Records from a data source:
++++++++++++++++++++

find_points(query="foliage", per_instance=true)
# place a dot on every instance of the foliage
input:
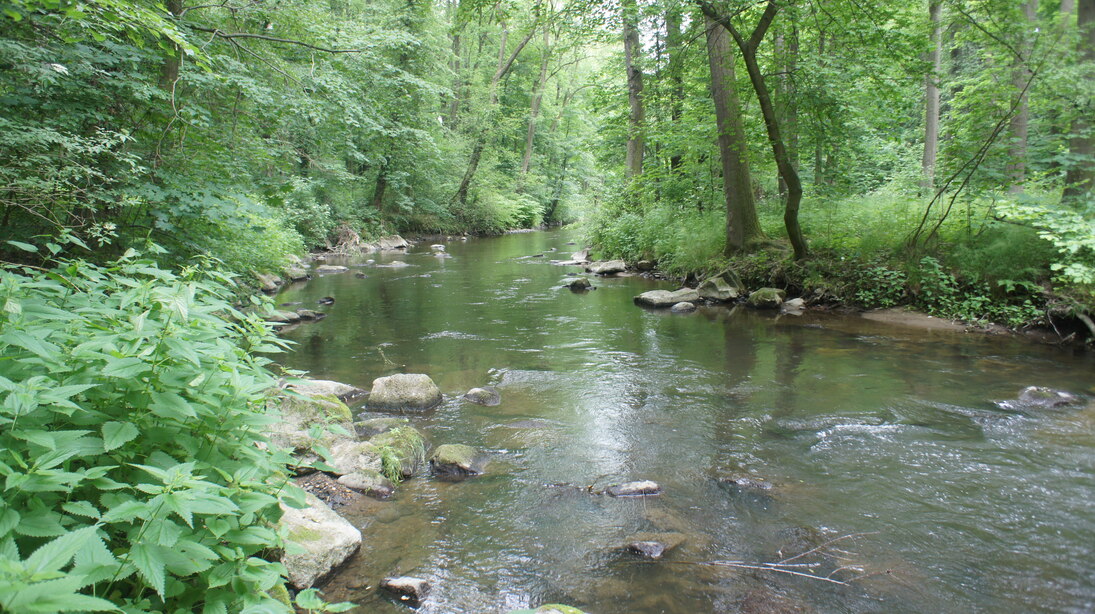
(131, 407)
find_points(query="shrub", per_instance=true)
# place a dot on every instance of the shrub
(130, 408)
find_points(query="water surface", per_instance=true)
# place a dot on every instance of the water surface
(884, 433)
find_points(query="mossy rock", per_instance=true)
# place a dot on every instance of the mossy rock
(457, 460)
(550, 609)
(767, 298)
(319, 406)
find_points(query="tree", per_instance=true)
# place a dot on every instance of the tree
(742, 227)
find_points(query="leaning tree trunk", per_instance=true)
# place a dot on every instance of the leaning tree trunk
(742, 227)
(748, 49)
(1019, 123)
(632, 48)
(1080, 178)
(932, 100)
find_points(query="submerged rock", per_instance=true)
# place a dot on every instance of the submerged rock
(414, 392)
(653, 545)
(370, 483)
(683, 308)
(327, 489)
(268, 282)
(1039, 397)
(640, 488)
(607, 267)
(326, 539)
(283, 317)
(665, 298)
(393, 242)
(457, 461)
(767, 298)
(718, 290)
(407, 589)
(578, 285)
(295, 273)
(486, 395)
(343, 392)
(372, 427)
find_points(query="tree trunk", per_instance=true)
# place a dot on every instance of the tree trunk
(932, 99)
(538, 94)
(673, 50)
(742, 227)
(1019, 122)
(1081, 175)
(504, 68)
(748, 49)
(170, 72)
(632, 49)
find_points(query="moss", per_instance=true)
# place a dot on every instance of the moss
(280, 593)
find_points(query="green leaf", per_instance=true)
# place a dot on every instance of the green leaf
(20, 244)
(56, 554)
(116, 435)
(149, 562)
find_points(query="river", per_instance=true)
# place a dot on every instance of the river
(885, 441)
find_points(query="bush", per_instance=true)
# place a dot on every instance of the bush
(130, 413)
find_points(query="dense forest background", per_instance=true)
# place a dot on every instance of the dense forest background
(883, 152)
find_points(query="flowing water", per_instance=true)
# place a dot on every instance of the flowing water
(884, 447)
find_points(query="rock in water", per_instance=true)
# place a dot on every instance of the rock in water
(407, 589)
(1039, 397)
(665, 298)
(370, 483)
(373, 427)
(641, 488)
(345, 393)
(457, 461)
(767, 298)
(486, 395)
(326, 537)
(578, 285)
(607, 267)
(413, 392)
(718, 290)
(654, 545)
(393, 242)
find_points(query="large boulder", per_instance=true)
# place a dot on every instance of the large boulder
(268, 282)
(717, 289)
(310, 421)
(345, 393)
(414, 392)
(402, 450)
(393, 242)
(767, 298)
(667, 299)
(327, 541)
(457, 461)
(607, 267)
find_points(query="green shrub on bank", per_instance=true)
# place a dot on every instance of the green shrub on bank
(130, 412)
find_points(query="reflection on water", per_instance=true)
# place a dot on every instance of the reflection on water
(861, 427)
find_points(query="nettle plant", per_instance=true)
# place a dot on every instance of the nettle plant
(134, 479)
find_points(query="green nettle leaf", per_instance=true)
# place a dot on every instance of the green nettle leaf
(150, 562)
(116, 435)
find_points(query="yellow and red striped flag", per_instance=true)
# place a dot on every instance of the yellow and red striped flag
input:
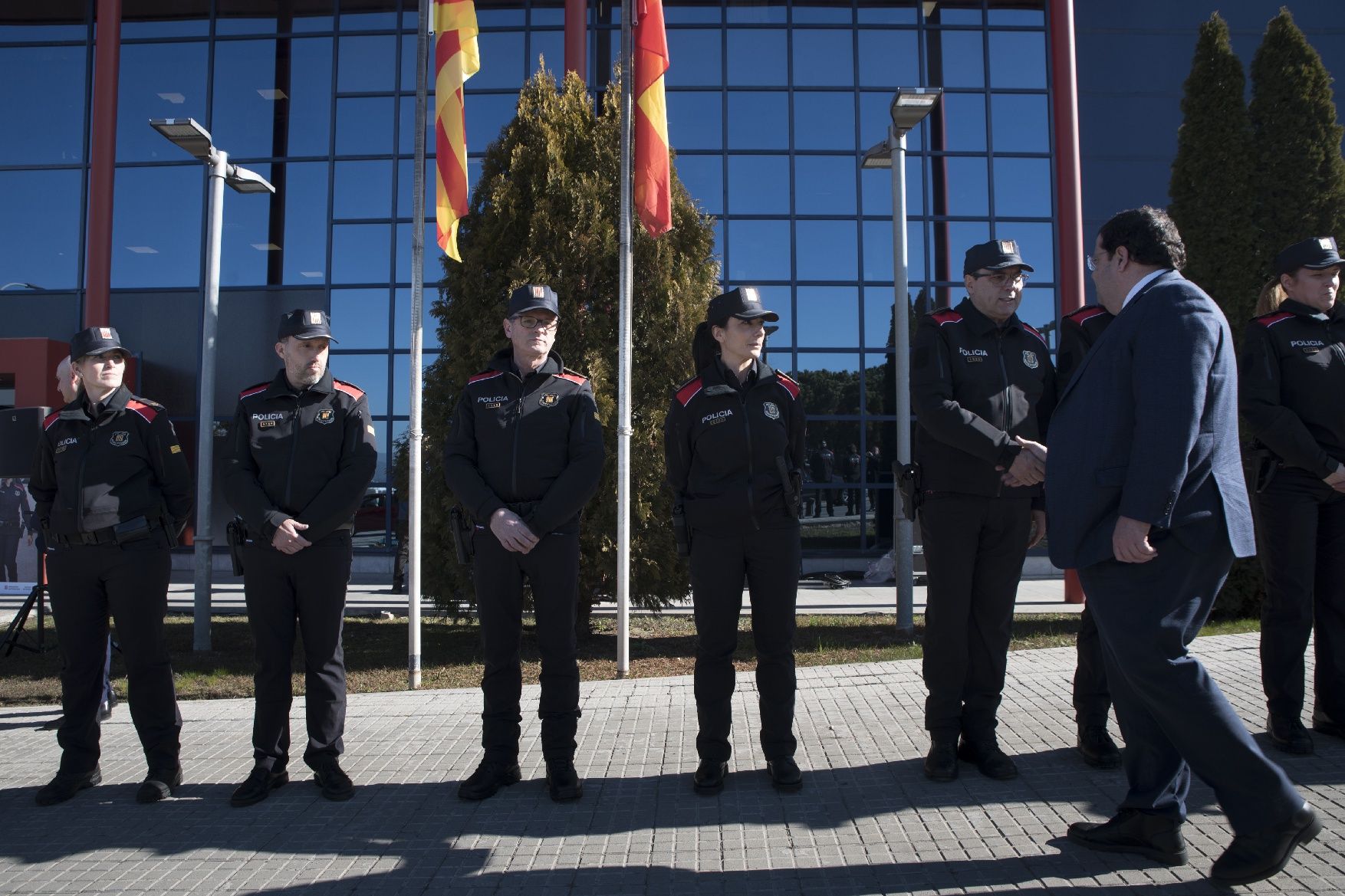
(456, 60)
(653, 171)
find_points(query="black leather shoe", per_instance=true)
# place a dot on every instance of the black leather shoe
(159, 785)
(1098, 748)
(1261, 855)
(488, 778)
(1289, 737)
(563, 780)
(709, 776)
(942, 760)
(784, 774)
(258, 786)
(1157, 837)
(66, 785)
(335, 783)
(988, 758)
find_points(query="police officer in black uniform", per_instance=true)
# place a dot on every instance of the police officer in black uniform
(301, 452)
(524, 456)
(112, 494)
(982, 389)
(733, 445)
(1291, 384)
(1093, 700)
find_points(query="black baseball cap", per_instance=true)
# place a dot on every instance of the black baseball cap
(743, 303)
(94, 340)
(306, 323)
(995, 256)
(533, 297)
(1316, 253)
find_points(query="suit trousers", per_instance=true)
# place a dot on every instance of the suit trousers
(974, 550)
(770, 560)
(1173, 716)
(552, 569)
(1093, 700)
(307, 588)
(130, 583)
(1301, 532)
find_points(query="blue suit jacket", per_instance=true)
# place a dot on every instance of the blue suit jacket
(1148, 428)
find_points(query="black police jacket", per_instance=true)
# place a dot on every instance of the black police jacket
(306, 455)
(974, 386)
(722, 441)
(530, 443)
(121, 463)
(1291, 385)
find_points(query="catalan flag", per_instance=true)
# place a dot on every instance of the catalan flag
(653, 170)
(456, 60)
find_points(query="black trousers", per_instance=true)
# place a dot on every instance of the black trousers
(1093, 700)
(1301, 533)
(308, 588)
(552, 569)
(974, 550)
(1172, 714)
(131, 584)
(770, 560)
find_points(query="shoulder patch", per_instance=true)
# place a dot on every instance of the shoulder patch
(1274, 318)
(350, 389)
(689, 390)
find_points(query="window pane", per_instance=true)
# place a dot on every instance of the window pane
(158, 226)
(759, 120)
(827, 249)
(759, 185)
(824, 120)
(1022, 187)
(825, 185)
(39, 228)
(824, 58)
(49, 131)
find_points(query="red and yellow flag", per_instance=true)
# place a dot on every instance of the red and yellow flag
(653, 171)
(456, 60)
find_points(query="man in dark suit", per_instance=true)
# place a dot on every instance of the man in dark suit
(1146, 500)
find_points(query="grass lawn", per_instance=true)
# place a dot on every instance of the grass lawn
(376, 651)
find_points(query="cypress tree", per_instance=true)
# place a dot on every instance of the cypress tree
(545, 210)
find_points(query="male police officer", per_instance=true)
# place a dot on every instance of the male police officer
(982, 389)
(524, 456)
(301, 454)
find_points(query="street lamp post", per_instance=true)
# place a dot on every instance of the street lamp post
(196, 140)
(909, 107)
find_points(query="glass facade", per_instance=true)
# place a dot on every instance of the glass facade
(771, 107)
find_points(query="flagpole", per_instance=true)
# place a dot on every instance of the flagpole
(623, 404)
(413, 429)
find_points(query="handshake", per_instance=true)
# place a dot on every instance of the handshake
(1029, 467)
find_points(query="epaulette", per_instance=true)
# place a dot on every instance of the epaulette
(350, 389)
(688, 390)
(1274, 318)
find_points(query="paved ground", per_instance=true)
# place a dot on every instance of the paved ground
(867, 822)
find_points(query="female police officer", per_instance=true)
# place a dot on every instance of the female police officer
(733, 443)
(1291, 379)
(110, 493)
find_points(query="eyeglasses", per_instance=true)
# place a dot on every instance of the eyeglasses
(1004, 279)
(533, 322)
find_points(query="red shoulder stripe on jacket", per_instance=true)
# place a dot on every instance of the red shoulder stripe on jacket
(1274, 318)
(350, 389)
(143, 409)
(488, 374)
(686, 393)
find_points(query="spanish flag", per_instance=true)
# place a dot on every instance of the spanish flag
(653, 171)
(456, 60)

++++++++++++++++++++

REQUIRED TASK: Print all entries exactly. The images do not belong in the copy.

PROBLEM SOLUTION:
find_points(query="foliage", per_instance=true)
# place a dot on every instance of the foliage
input:
(131, 407)
find_points(query="shrub", per_instance=true)
# place a dot on every instance of the shrub
(130, 408)
find_points(query="water surface", per_instance=true)
# place a dot on every instance of the water surface
(884, 433)
find_points(query="mossy rock", per_instance=true)
# place a dot on every instance of the mossy rock
(457, 460)
(550, 609)
(767, 298)
(319, 406)
find_points(query="tree", per_instance=true)
# place a dot on every instance of the tree
(742, 227)
find_points(query="leaning tree trunk", per_instance=true)
# place a dot on every instance of the leaning tree trunk
(742, 227)
(748, 49)
(1019, 123)
(632, 48)
(1080, 178)
(932, 100)
find_points(query="submerged rock", per_instance=true)
# place a dot on every instance of the submerged rock
(414, 392)
(653, 545)
(370, 483)
(683, 308)
(327, 489)
(268, 282)
(1039, 397)
(640, 488)
(607, 267)
(326, 539)
(283, 317)
(665, 298)
(393, 242)
(457, 461)
(767, 298)
(718, 290)
(407, 589)
(578, 285)
(295, 273)
(486, 395)
(343, 392)
(372, 427)
find_points(query="tree trunk", per_instance=true)
# place a dot on every instance of the tree trunk
(932, 99)
(538, 94)
(673, 50)
(742, 227)
(1019, 122)
(1081, 175)
(504, 68)
(748, 49)
(170, 72)
(632, 49)
find_points(query="moss", per_instance=true)
# place a dot on every instance of the moss
(280, 593)
find_points(query="green leaf", per_instance=true)
# place a dot on every instance of the green leaf
(20, 244)
(56, 554)
(116, 435)
(149, 562)
find_points(query="river", per_instance=true)
# place a dot on every instance of the river
(885, 441)
find_points(query="bush", per_instance=true)
# place a dot on every instance of the bush
(130, 413)
find_points(query="dense forest background", per_instance=true)
# place a dot on every instance of the dense forest background
(883, 152)
find_points(query="flowing water", per_instance=true)
# place a dot on every instance of the flowing water
(884, 447)
find_points(query="rock in water", per_instance=true)
# place a dot on every instance of the rock in water
(407, 589)
(1039, 397)
(665, 298)
(370, 483)
(373, 427)
(641, 488)
(345, 393)
(457, 461)
(767, 298)
(486, 395)
(326, 537)
(578, 285)
(607, 267)
(413, 392)
(718, 290)
(654, 545)
(393, 242)
find_points(query="large boulder", per_instance=true)
# place a dot on every instance of the large boulder
(268, 282)
(717, 289)
(310, 421)
(345, 393)
(414, 392)
(402, 450)
(393, 242)
(767, 298)
(667, 299)
(327, 541)
(457, 461)
(607, 267)
find_points(query="green shrub on bank", per_instance=true)
# place a dot on every instance of the green shrub on bank
(130, 412)
find_points(query="reflection on water", per_instance=true)
# place a dot on every instance of the reflection on water
(861, 427)
find_points(query="nettle plant", per_instance=true)
# place a dot on every instance of the nettle plant
(134, 479)
find_points(query="green nettle leaf", per_instance=true)
# place a dot on every instance of the green nettle leaf
(150, 562)
(116, 435)
find_points(query="yellow and red striped flag", per_instance=true)
# place a dot on every instance of the yellow and red striped flag
input:
(456, 60)
(653, 171)
find_points(query="black leather shoe", per_instance=true)
# place a dot on every instance of the black leather shoe
(159, 785)
(1098, 748)
(1261, 855)
(488, 778)
(1289, 737)
(563, 780)
(709, 776)
(942, 760)
(784, 774)
(258, 786)
(1157, 837)
(66, 785)
(335, 783)
(988, 758)
find_points(query="police officer in black uniform", per_instance=true)
# place a dot on every instance of the police officer in black uniform
(301, 452)
(524, 456)
(112, 494)
(982, 389)
(733, 445)
(1291, 384)
(1093, 700)
find_points(query="black baseball cap", per_instance=true)
# place a dot on every instance of the black baseball cap
(743, 303)
(94, 340)
(306, 323)
(995, 256)
(533, 297)
(1316, 253)
find_points(query="suit trousers", per_instance=true)
# place a dot on every instance of the suit trousers
(974, 550)
(770, 560)
(1173, 716)
(552, 569)
(1093, 700)
(307, 588)
(130, 583)
(1301, 532)
find_points(query="blue suit jacket", per_instance=true)
# place a dot on every instance of the blue suit jacket
(1148, 428)
find_points(query="black police jacket", per_instance=true)
# place a dot on every instance of the black police jacket
(306, 455)
(974, 386)
(722, 441)
(530, 443)
(121, 463)
(1291, 385)
find_points(query="catalan flag", per_instance=true)
# place a dot on every instance of the catalan flag
(653, 170)
(456, 60)
find_points(query="black trousers", per_instance=true)
# place a dot on every instance of the black trousers
(1093, 700)
(1301, 533)
(308, 588)
(552, 569)
(974, 550)
(1172, 714)
(131, 584)
(770, 560)
find_points(query="shoulder patch", per_instance=true)
# place a dot on every instance of the shoulder patch
(1274, 318)
(350, 389)
(689, 390)
find_points(query="window pane", per_instance=true)
# place a dot on every instance of the window pane
(158, 226)
(759, 120)
(827, 249)
(759, 185)
(824, 120)
(1022, 187)
(825, 185)
(39, 228)
(824, 58)
(49, 131)
find_points(query="red and yellow flag", per_instance=true)
# place a dot on every instance of the red and yellow flag
(653, 171)
(456, 60)
find_points(query="man in dark suit", per_instance=true)
# place a dot on every instance of the man in dark suit
(1146, 500)
find_points(query="grass lawn", per_instance=true)
# place a dot on every instance of the grass lawn
(376, 651)
find_points(query="cypress tree", per_instance=true)
# place a dot on every instance of the cypress tree
(545, 210)
find_points(query="male police officer", per_instance=true)
# place a dot on every instance of the male police officer
(982, 389)
(524, 456)
(301, 454)
find_points(query="street lamp post", per_instance=true)
# place a dot on every instance of the street lamp post
(196, 140)
(909, 107)
find_points(query="glass facade", per_instance=true)
# place a dot on every instance of the glass facade
(771, 107)
find_points(query="flagpole", per_instance=true)
# place a dot on every instance of the flagpole
(623, 404)
(413, 429)
find_points(query="handshake", per_instance=true)
# place a dot on every instance of the handshake
(1029, 467)
find_points(query="epaulette", per_instance=true)
# place a dot on every instance of the epaulette
(350, 389)
(688, 390)
(1274, 318)
find_points(query="paved ground", per_instance=true)
# place a dot on every instance of the paved ground
(867, 822)
find_points(query="female police officer", per_instance=true)
# place a dot on every instance of the female police officer
(733, 443)
(1291, 379)
(110, 493)
find_points(query="eyeglasses", per_instance=true)
# place a dot on every instance of the eyeglasses
(1004, 279)
(533, 322)
find_points(query="red shoulder stripe on jacket", per_instance=true)
# place a dot on every instance of the red shoulder stripe on jacket
(1274, 318)
(350, 389)
(143, 409)
(488, 374)
(686, 393)
find_points(query="spanish flag", per_instance=true)
# place a dot on every instance of the spanish flag
(653, 171)
(456, 60)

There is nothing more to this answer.